> _The exercise_:
Format the records as a numbered list, beginning at the line that contains "TARGET: white baseboard trim" and continuing through the end of the records, with blank lines omitted. Leave the pictures out of the list.

> _Input for this task_:
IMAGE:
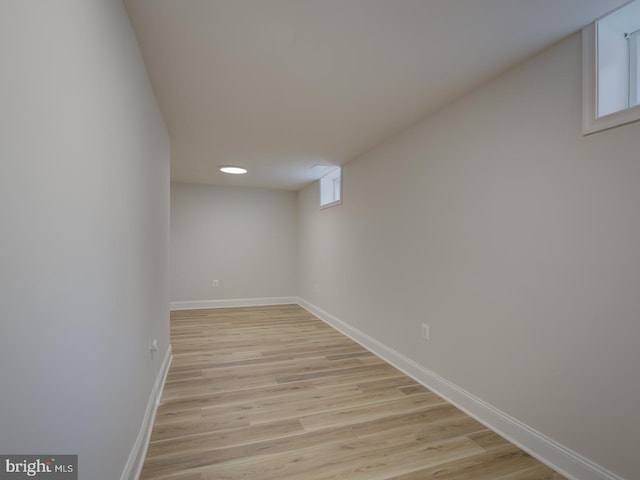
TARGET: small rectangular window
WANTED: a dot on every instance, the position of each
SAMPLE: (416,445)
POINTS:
(331,188)
(610,69)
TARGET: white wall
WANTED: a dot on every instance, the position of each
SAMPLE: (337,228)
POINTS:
(84,215)
(516,239)
(246,238)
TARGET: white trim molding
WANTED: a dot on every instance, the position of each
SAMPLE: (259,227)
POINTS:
(133,468)
(565,461)
(591,121)
(233,302)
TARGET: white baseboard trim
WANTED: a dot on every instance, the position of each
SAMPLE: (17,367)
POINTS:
(233,302)
(565,461)
(133,468)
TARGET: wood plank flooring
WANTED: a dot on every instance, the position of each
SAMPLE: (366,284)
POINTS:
(270,393)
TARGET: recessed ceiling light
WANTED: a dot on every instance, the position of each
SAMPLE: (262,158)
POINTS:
(233,170)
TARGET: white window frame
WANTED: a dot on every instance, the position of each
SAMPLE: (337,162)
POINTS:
(336,187)
(634,45)
(591,122)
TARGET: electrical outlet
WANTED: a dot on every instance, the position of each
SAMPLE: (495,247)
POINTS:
(425,331)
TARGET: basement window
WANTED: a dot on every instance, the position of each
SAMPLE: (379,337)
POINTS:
(611,63)
(331,188)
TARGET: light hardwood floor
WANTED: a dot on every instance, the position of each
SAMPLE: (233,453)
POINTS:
(274,393)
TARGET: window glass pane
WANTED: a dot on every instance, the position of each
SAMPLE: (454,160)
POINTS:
(330,188)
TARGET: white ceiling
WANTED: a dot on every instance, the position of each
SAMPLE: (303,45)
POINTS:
(280,85)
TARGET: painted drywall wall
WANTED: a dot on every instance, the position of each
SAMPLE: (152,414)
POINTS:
(516,238)
(84,209)
(246,238)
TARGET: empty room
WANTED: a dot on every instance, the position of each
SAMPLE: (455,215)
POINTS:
(320,239)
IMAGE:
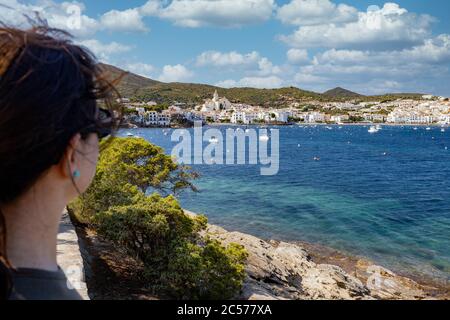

> _Solution to this problem_:
1. TARGET: white baseboard trim
2. WANTED: a dot on every instance, the position of each
3. SAMPLE: (17,367)
4. POINTS:
5. (233,302)
6. (565,461)
7. (133,468)
8. TARGET: wood plank flooring
9. WANTED: a dot on every instance, the position of each
10. SAMPLE: (366,284)
11. POINTS:
12. (270,393)
13. TARGET: recessed ceiling light
14. WANTED: a dot on every instance, the position of each
15. SAMPLE: (262,158)
16. POINTS:
17. (233,170)
18. TARGET: white window frame
19. WANTED: a dot on every instance, the position of each
20. SAMPLE: (337,162)
21. POINTS:
22. (336,187)
23. (634,45)
24. (591,122)
25. TARGET: electrical outlet
26. WANTED: a dot on every instance, the position of each
27. SAMPLE: (495,247)
28. POINTS:
29. (425,331)
30. TARGET: basement window
31. WANTED: a dot on every instance, the position of each
32. SAMPLE: (379,337)
33. POINTS:
34. (611,63)
35. (331,188)
36. TARGET: light hardwood floor
37. WANTED: a dot on every instance, the position of each
38. SAMPLE: (233,453)
39. POINTS:
40. (274,393)
41. TARGET: window glass pane
42. WANTED: a dot on every instance, the position of each
43. SAMPLE: (454,160)
44. POINTS:
45. (330,188)
46. TARGET: white ceiling
47. WANTED: a dot on every instance, the position of each
48. SAMPLE: (303,45)
49. POINTS:
50. (280,85)
51. TARGET: painted drywall wall
52. WANTED: a dot on every instance, the position of each
53. SAMPLE: (152,414)
54. POINTS:
55. (516,238)
56. (84,209)
57. (246,238)
58. TARGET: empty room
59. WANTED: a dot on every instance, the position of each
60. SAMPLE: (455,215)
61. POINTS:
62. (320,239)
63. IMAGE:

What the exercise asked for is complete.